作業指示 »
1. Johnny Adams のアルバム紹介の文章のうち、「7. I Don't Want to Know は,Sonny」で始まり「Cray が歌っているように書かれているものの,AMG で調べる限りでは見当たらなかった。」に至るまでの部分を、一字一句変えずに書き写してください。
2. Johnny Adams のアルバム紹介の文章によれば、このアルバムが Memphis ではなく New Orleans で録音されたのはなぜですか。1～3文で説明してください。
3. Johnny Adams のアルバム紹介の文章を、最後の文の後から書き継いでください。

ニックネーム:Mr.Pitiful
タイトルの "R 'n' S & B" は "ROCK 'n' SOUL & BLUES"。 "+ c" は, 最近聴き始めた Country Music 。
2007年08月21日(火)
Man of My Word
Johnny Adams "Man of My Word" [ROUNDER 2155]

1. Even Now
2. It Ain't the Same Thing
3. This Time I'm Gone for Good
4. Going Out of Mind Sale
5. Now You Know
6. Up and Down World
7. I Don't Want to Know
8. Man of My Word
9. You Don't Miss Your Water
10. Bulldog Break His Chain
11. It Tears Me Up
12. Looking Back
13. Never Alone

1998年にリリースされた Johnny Adams の遺作。
Rounder 時代のオリジナル・アルバムとしては9作目。"Good Morning Heartache"(1993) や "The Verdict"(1995) の Jazz 路線が Soul ファンには不評だったためか,あるいは Johnny Adams 本人が望んだのか,前作の "One Foot In The Blues"(1996) は,ちょっぴり Jazzy ではあるが比較的オーソドックスな Blues アルバムで,その後 Memphis で録音するという企画もあったらしい。
体調面を考慮したため,このアルバムも New Orleans で録音されてはいるが,Rounder 時代のアルバムの中では,ピュアな R&B/SOUL ファンに最も気に入ってもらえる内容になっていると思う。
バンドは Walter "Wolfman" Washington や George Porter, Jr. などの N.O. 勢が中心ではあるが,Memphis から Michael Toles ( 7. 8. 10. でギター・ソロ) やホーン・セクションを呼び寄せている。ドラムの Donnell Spencer, Jr. はライナーによると,Prince や Chaka Khan とツアーしたこともあるベテランらしい。


収録曲の中では,まず Memphis Soul のクラシックである 9. You Don't Miss Your Water や 11. It Tears Me Up が目に付く。どちらも,期待通りの出来。

5. Now You Know は,ライナーによると Little Willie John のカバーということで,調べてみると CD 化されていたが,手持ちの CD とのダブリが多く,さすがにこの1曲だけのために購入するのはちょっと・・・(^_^;)
○ Little Willie John "All 15 of His Chart Hits 1953-1962" [KING ]

● "The Later KING Sessions: Heaven All Around Me" [ace/KING CDCHD 1221] -2009
Little Willie John の歌に比べるといささか分が悪いように感じてしまうが・・・(^_^;)

7. I Don't Want to Know は,Sonny Landreth のスライド・ギターが印象的だった Bobby Charles のカバー。
◎ Bobby Charles "Secrets Of The Heart" [STONY PLAIN SPCD1240] -1998

8. Man of My Word は,アルバム・タイトルにもなっているが,ライナーでは Robert Cray が歌っているように書かれているものの,AMG で調べる限りでは見当たらなかった。

[物体検出データ]
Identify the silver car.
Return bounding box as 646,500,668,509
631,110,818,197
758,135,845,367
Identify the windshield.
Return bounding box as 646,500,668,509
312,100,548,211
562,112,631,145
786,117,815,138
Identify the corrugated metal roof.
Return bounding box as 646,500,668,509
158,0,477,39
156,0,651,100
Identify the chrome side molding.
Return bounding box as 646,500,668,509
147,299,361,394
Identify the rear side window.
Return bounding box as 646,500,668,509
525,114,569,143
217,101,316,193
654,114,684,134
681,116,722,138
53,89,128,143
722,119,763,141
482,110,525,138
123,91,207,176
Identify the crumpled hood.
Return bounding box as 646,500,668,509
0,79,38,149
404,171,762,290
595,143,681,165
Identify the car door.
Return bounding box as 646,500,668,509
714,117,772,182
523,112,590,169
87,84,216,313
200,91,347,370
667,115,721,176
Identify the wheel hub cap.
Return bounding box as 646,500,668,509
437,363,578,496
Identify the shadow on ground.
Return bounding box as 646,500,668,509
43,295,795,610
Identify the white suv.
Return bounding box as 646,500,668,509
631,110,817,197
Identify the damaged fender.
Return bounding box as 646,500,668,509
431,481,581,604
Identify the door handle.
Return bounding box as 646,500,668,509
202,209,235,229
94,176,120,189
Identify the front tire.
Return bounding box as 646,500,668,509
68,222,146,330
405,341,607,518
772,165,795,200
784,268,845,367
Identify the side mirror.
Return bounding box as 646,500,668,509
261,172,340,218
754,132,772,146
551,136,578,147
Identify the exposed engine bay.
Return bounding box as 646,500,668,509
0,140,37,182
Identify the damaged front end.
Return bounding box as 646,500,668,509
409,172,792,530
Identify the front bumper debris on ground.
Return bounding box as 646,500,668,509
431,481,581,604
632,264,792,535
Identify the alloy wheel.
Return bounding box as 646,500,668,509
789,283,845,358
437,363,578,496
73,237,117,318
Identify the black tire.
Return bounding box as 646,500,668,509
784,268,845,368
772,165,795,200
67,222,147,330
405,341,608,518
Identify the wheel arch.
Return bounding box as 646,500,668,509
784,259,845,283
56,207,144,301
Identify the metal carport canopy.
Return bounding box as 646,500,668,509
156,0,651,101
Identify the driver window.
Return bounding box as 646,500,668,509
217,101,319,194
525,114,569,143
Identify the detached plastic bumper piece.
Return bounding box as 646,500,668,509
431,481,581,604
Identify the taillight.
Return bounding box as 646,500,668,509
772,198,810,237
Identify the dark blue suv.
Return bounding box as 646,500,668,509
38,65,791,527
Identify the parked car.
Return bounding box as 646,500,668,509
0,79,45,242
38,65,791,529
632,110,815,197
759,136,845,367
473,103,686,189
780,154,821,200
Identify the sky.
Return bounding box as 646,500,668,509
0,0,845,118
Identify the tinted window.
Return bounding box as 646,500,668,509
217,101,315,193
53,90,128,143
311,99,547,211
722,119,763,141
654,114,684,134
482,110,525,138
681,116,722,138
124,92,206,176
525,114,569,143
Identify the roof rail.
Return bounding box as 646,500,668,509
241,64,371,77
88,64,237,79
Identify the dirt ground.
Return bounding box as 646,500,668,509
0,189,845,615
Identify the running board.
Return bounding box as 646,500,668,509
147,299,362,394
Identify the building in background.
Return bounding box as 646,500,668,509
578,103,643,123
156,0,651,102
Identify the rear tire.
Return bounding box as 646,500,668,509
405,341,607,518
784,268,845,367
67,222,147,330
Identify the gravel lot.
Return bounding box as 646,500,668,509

---

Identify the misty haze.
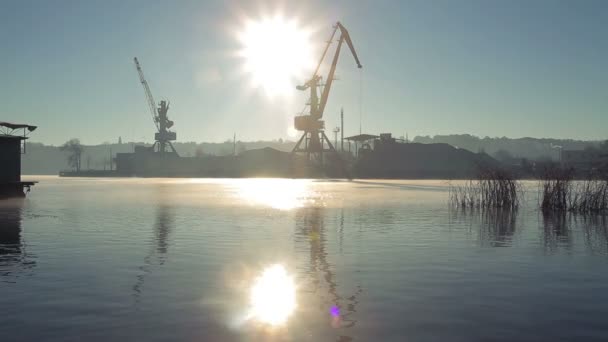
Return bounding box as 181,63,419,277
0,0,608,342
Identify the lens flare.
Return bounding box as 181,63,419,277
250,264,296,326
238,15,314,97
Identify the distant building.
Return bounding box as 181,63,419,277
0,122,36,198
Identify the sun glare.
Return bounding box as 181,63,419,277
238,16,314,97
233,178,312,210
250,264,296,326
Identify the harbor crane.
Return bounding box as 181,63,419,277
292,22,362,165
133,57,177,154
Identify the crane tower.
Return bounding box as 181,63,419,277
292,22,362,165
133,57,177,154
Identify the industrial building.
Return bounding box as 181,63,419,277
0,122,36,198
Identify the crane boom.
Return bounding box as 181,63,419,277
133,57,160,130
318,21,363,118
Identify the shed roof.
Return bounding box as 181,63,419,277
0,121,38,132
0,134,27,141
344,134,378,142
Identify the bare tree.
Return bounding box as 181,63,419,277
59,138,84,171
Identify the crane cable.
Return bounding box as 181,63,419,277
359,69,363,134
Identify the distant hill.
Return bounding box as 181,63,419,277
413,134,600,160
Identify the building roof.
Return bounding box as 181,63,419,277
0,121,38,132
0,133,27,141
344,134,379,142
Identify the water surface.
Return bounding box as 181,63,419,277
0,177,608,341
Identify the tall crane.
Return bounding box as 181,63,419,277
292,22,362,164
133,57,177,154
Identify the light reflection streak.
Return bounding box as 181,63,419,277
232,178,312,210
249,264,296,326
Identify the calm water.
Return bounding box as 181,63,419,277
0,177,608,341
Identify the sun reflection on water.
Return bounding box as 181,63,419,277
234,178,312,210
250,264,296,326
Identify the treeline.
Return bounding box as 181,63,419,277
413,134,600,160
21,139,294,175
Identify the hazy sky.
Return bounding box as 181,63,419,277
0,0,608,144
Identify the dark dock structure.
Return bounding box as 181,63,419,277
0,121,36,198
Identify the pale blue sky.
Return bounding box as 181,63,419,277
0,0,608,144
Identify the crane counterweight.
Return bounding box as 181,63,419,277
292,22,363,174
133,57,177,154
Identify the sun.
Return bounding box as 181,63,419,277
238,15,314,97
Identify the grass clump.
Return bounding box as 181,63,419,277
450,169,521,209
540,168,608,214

---

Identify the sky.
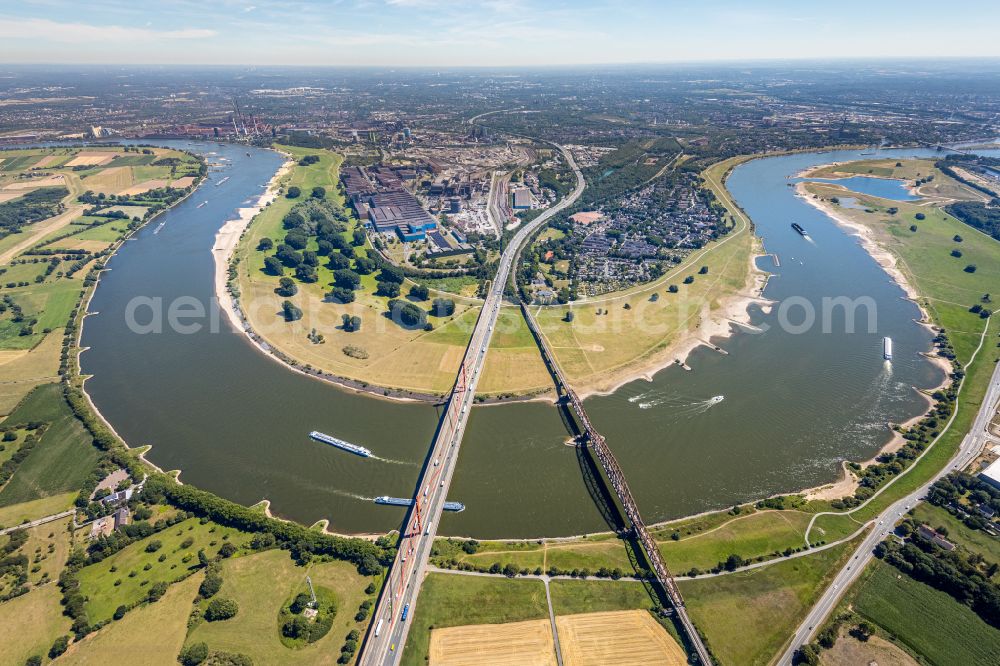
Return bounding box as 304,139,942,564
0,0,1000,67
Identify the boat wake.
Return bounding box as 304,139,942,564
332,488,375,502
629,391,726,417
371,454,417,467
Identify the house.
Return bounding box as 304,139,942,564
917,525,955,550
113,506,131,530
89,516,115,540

回答 »
1.
7. I Don't Want to Know は,Sonny Landreth のスライド・ギターが印象的だった Bobby Charles のカバー。
◎ Bobby Charles "Secrets Of The Heart" [STONY PLAIN SPCD1240] -1998

8. Man of My Word は,アルバム・タイトルにもなっているが,ライナーでは Robert Cray が歌っているように書かれているものの,AMG で調べる限りでは見当たらなかった。

2. 体調面を考慮したためです。Memphis で録音するという企画もあったようですが、このアルバムは New Orleans で録音されました。

3.
He's a man of his word. 「彼は約束を守る,誠実な男だ」という表現は辞書にもよく掲載されている。しかし,I'm a man of my word. という言い回しはあまり使われないのではないかと思っていたけれども,AMG で調べると,"Man of My Word" というタイトルのアルバムが結構あった。謙虚を美徳とする我々日本人には理解しにくい表現の一つか・・・(^_^;)

12. Looking Back には Brook Benton / Belford Hendricks / Clyde Otis というクレジットがあり,Dinah Washington のバージョンが有名らしいが,それは未聴。ただ最初はアレンジが全く異なっているので気が付かなかったが,Otis Rush のバージョンがあり,それは愛聴していて,ギターで泣きたいときに聴く定番曲。
● Otis Rush "Right Place, Wrong Time" [edsel ED CD 220] -1976
10. Take a Look Behind

13. Never Alone アルバムのラストを飾るこの曲について,コーラスに参加し Johnny Adams とデュエットしている Aaron Neville は,次のように語っている。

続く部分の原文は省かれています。